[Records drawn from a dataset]
"""

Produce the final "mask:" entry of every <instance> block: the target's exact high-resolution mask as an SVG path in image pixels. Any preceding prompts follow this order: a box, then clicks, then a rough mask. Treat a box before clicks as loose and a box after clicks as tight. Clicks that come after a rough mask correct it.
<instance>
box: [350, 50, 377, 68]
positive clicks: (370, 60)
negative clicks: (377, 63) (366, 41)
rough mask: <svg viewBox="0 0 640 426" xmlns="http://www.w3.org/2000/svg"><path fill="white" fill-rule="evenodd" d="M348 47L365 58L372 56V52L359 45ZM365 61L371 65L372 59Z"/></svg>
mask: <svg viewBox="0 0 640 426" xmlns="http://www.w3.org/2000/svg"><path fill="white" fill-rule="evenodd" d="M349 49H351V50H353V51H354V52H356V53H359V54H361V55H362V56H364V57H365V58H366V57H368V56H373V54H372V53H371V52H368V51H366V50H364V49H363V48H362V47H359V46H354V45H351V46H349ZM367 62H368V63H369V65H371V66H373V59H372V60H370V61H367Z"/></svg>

"""

Task objective: Given the records above, restate word for word only the lines starting at the one with "positive clicks: (370, 60)" and ending at the one with "negative clicks: (377, 63) (366, 41)".

Solution for this problem:
positive clicks: (370, 60)
negative clicks: (377, 63) (366, 41)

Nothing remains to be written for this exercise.